#### Required work
Please retype the records below exactly, leaving out any pictures.

#### Data to process
____

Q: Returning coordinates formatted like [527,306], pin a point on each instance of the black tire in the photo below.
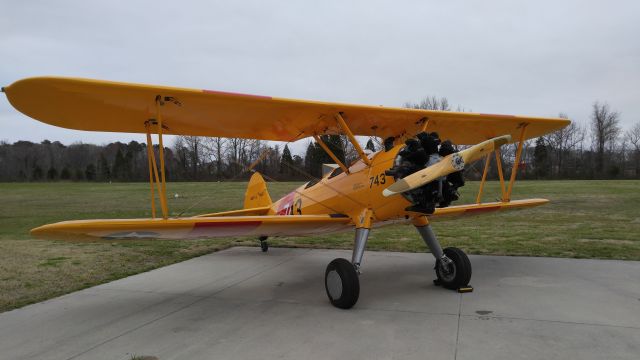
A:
[459,271]
[341,283]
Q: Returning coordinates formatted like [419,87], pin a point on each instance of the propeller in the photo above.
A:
[450,163]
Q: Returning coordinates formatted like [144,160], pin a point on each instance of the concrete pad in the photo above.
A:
[241,303]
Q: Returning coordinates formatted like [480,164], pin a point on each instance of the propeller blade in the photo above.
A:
[450,163]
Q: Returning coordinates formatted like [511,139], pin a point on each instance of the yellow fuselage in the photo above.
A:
[349,194]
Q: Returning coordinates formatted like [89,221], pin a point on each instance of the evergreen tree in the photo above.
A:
[540,158]
[36,174]
[286,161]
[103,168]
[90,172]
[370,145]
[118,170]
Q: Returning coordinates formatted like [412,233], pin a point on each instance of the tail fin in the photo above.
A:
[257,194]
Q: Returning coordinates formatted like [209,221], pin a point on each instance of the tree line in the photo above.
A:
[597,149]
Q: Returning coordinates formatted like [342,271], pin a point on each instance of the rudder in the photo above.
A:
[257,194]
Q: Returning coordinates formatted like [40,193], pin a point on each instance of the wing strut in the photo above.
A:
[330,153]
[352,138]
[506,191]
[160,181]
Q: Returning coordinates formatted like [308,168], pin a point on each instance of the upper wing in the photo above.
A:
[120,107]
[194,227]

____

#### Solution for this problem
Q: Returning coordinates formatted like [527,306], pin a point on each instance of the black tire in the photo below.
A:
[459,271]
[341,283]
Q: Returning coordinates formatted like [419,87], pin a point on each instance of the propeller in the photo above.
A:
[450,163]
Q: Returning coordinates formatted like [144,160], pin a point on each instance of the concrete pad in the photo above.
A:
[241,303]
Q: Returning coordinates formatted like [480,164], pin a point on each instance of the propeller blade in the photo above.
A:
[450,163]
Q: Returning coordinates formatted like [511,139], pin a point on each instance of the yellow fuselage in the photo above.
A:
[349,194]
Q: Returning coordinates formatted like [89,221], pin a point on each instance of the evergreen tree in the photo above.
A:
[540,158]
[36,174]
[286,161]
[103,168]
[90,172]
[370,145]
[118,170]
Q: Returning coordinates formatted like [412,233], pin a point on each instance of the tail fin in the photo above.
A:
[257,194]
Q: Returning coordinates formatted like [209,221], pin a point on each instance of the tree line in the photo above.
A:
[597,149]
Q: Returning coordinates formatted like [342,271], pin a point on each instance of the rudder in the photo above.
A:
[257,194]
Q: Returning coordinates formatted like [40,193], pin a point on each instance of the wing strut in the photo above.
A:
[330,153]
[352,138]
[506,191]
[160,181]
Q: Returning coordinates formatted like [308,168], pin a point on each instance of the upper wing in the photo above.
A:
[120,107]
[194,227]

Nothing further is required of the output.